- TASKS TO COMPLETE:
• A. Answer these questions from the excerpt on the mitigation pleadings:
(i) At which employer does the pleading say Mr Doughty did not continue his employment?
(ii) Where did Mr Handford obtain the skills, experience and qualifications mentioned in his pleading?
(iii) According to the claimants, in which document should a pleading of failure to mitigate losses be contained?
• B. Revise the excerpt on the mitigation pleadings between "The allegation of" and "set out above.", inclusive, changing "allegation" to "assertion".

- SOURCE EXCERPT:
========================================================================

Another example is in the claim of Mr Green where the same paragraph pleads:
"Alternatively, Mr Green failed to mitigate the losses that he has otherwise suffered by not seeking the alternative employment identified in the Duncan report."
In the case of another claimant, Mr Doughty, paragraph 6 of the Statements of Contention is in the following form:
"Alternatively Mr Doughty failed to mitigate the losses that he has otherwise suffered by not continuing with his employment at Downer EDI."
A further example is to be found in the claim of Mr Handford, where the paragraph reads:
"Alternatively Mr Handford failed to mitigate the losses that he has otherwise suffered:
(a) by undertaking university study and relatively low paid employment instead of seeking to maximise his income by pursuing employment using the skills, experience and qualifications he had obtained in the Navy;
(b) by not seeking the alternative employment identified in the Duncan report; and
(c) by not completing his Certificate III or Certificate IV in Engineering."
The allegation of failure to mitigate losses was not contained in each of the Statements of Contention and was often described in words similar to those examples which I have set out above.
The claimants submit that a pleading of failure to mitigate losses is one which should be contained in the Statement of Defence and that in the history of these proceedings, the Commonwealth had previously sought relief to allow it to plead the mitigation of loss but that relief had been rejected.

========================================================================

- Entries from a point annotation set:
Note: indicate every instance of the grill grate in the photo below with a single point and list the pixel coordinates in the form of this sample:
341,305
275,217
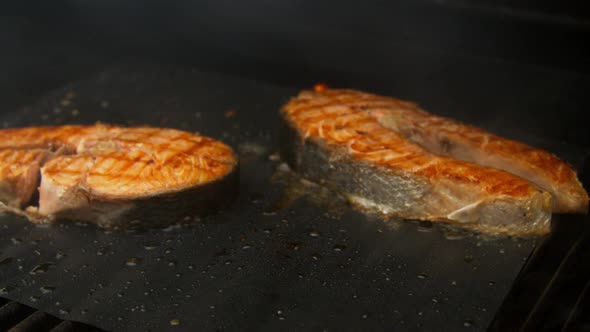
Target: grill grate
16,317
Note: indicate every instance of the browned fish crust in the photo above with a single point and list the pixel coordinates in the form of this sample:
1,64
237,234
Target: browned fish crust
110,175
340,137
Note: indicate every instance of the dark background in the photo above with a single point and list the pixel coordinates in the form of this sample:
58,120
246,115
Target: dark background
367,45
520,69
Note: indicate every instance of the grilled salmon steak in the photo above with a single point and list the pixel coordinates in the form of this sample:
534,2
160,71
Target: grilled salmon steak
388,155
114,176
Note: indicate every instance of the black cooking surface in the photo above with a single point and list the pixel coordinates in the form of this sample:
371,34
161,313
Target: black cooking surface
274,260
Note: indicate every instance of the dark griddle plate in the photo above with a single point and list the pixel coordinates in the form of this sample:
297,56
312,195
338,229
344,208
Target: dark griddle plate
251,267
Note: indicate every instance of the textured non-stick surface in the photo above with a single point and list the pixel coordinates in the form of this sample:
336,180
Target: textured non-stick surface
254,266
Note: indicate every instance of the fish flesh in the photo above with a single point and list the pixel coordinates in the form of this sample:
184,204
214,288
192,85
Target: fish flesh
114,176
388,155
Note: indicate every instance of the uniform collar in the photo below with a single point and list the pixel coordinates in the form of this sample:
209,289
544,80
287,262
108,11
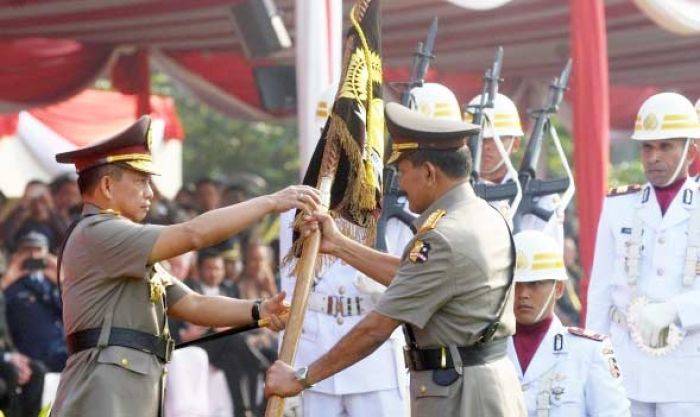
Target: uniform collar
679,209
90,209
461,191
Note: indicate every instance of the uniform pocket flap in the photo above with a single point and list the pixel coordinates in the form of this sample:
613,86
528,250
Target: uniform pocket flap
423,386
127,358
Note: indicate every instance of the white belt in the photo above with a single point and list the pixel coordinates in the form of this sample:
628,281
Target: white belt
618,317
337,305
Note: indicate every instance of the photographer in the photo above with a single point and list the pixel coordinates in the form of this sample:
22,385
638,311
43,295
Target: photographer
34,212
33,303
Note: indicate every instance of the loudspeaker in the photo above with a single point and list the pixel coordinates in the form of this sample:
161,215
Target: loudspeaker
260,28
278,88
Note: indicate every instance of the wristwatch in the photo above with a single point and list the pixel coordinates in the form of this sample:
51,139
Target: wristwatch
301,375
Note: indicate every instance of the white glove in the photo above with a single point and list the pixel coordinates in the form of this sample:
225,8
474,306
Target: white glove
654,322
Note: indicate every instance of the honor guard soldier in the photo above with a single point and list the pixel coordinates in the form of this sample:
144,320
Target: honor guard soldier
338,300
564,372
503,121
116,294
451,287
644,290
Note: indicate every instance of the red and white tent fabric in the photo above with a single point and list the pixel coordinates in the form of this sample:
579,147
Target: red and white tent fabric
30,139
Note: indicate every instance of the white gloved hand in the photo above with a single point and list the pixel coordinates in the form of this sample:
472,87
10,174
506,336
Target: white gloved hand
654,322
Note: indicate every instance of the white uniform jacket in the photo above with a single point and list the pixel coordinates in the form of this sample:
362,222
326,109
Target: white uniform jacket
662,262
383,369
554,227
571,376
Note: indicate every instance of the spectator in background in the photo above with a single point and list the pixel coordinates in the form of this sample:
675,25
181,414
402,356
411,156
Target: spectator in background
21,385
33,303
34,212
66,198
568,307
211,272
258,279
233,264
208,194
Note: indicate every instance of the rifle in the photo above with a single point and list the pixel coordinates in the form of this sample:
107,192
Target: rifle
391,207
532,187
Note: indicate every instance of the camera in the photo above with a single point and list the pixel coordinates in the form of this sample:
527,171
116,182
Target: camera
34,264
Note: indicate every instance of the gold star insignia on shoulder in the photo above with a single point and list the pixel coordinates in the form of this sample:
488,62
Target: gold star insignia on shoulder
419,252
431,221
623,190
577,331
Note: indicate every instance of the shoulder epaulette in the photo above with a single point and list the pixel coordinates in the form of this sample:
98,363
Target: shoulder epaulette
623,190
432,220
577,331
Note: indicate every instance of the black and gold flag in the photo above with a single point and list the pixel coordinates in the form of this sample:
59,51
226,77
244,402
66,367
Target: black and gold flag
356,123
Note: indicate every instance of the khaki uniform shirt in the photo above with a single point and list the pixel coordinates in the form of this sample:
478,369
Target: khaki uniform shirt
107,282
449,288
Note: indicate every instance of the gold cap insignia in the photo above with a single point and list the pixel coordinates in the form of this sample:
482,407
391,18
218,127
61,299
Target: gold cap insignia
419,252
650,122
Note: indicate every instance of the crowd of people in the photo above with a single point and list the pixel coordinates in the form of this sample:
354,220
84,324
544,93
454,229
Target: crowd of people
32,339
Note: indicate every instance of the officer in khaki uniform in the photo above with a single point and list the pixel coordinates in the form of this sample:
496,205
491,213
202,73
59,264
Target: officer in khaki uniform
116,295
451,288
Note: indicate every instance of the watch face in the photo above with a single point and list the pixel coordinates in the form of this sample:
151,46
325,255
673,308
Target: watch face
301,373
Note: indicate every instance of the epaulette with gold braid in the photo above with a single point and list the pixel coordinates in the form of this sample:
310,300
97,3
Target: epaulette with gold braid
432,220
623,190
577,331
110,211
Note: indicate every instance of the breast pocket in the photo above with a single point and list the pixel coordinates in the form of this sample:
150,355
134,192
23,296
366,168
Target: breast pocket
423,386
567,397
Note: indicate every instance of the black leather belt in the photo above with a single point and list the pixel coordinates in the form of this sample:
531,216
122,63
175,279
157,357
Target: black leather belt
156,345
440,358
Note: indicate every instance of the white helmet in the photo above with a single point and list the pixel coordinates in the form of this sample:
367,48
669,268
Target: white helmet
666,116
538,257
325,105
504,117
437,101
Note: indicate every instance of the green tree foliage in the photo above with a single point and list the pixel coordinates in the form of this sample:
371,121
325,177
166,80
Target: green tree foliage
220,147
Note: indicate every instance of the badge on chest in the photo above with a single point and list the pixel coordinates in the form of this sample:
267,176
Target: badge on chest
419,252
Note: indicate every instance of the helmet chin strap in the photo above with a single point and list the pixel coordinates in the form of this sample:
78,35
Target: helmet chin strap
680,164
545,306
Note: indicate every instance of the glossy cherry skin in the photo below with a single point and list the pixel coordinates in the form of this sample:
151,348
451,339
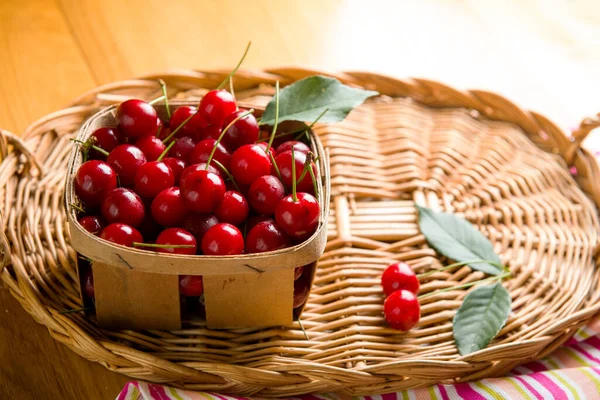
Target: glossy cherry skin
191,285
265,193
199,224
223,239
203,149
121,234
168,207
216,105
399,276
125,159
284,162
176,236
249,163
402,310
123,205
177,166
151,146
233,208
300,218
106,139
136,118
92,224
243,131
93,180
202,191
266,236
152,178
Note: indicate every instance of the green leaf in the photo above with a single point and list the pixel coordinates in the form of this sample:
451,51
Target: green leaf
457,239
481,316
306,99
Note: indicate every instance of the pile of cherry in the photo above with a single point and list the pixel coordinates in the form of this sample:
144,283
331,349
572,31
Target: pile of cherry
206,181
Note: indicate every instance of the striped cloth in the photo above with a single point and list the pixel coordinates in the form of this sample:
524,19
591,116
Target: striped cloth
571,372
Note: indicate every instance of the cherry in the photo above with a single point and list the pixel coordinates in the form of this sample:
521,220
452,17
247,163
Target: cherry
123,205
265,193
121,234
266,236
287,146
152,178
106,139
399,276
136,118
203,150
401,310
216,105
93,179
198,224
168,207
92,224
176,237
243,131
191,285
151,146
182,148
125,159
233,208
223,240
298,218
202,191
249,163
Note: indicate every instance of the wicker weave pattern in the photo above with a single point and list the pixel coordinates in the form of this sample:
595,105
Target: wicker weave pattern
421,142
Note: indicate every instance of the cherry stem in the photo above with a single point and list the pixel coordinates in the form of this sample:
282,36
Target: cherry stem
166,151
274,132
236,68
163,87
229,176
177,129
212,153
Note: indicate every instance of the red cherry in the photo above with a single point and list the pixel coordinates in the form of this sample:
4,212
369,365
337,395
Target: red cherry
299,218
265,193
399,276
233,208
287,146
121,234
94,179
223,240
249,163
136,118
92,224
123,205
176,236
216,105
106,139
182,148
402,310
243,131
125,159
177,166
266,236
284,162
202,191
168,207
203,149
191,285
152,178
151,146
198,224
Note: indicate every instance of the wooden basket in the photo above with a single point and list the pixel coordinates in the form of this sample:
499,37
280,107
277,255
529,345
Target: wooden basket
137,289
472,153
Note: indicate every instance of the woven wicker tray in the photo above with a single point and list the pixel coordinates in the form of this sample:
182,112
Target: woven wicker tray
472,153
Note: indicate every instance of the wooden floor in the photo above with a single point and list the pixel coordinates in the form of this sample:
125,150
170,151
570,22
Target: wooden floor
543,54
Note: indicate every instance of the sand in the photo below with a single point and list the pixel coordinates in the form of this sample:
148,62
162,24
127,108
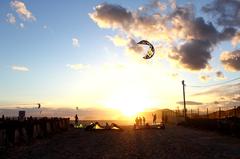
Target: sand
174,142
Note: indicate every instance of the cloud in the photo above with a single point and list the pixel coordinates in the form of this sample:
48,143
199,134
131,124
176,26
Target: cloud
21,25
236,97
118,40
220,75
236,39
201,38
190,39
77,66
224,92
111,16
190,103
231,60
193,55
20,68
75,42
11,18
205,77
22,10
134,23
225,12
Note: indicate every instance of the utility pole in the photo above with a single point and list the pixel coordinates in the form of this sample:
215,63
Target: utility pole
184,101
207,112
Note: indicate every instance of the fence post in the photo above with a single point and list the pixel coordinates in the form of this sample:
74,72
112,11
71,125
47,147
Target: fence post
219,113
207,112
235,111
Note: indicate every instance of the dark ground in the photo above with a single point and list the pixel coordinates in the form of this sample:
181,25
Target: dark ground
172,143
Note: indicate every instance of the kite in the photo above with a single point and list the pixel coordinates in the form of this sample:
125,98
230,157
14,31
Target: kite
150,51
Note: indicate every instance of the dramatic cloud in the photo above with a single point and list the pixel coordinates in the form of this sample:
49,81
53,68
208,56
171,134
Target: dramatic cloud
236,97
220,75
11,18
225,92
190,103
231,60
112,16
20,68
236,39
21,25
134,23
75,42
193,55
201,38
76,66
22,10
205,77
226,12
197,37
118,40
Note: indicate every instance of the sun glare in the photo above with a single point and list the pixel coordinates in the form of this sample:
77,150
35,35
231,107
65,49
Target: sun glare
129,102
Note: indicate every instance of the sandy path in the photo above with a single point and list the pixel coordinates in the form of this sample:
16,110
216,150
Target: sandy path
174,142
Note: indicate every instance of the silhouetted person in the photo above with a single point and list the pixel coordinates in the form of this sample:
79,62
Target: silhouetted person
140,121
154,119
144,120
136,121
76,119
107,126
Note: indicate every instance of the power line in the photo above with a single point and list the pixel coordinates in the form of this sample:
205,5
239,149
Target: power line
216,84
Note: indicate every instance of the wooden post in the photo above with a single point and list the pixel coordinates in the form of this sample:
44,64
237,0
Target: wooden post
207,112
219,113
184,101
235,111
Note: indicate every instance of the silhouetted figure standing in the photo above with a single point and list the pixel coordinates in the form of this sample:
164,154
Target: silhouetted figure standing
76,119
144,120
140,121
154,119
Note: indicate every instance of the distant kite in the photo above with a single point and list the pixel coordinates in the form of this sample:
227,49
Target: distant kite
151,50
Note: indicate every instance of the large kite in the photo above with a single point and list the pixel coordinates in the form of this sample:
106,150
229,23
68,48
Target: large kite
150,51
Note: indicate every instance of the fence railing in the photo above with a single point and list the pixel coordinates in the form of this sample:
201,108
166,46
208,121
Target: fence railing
14,132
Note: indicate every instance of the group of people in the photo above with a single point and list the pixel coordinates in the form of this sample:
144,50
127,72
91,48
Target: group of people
140,121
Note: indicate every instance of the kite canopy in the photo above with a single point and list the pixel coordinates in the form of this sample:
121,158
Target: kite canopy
151,50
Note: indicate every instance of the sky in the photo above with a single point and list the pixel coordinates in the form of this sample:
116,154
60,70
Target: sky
68,54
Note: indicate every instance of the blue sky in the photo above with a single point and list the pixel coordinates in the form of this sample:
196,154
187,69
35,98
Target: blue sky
40,63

========================================================================

- TASK-BY-TASK RESULTS:
• A.
(i) Downer EDI
(ii) In the Navy
(iii) The Statement of Defence

• B.
The assertion of failure to mitigate losses was not contained in each of the Statements of Contention and was often described in words similar to those examples which I have set out above.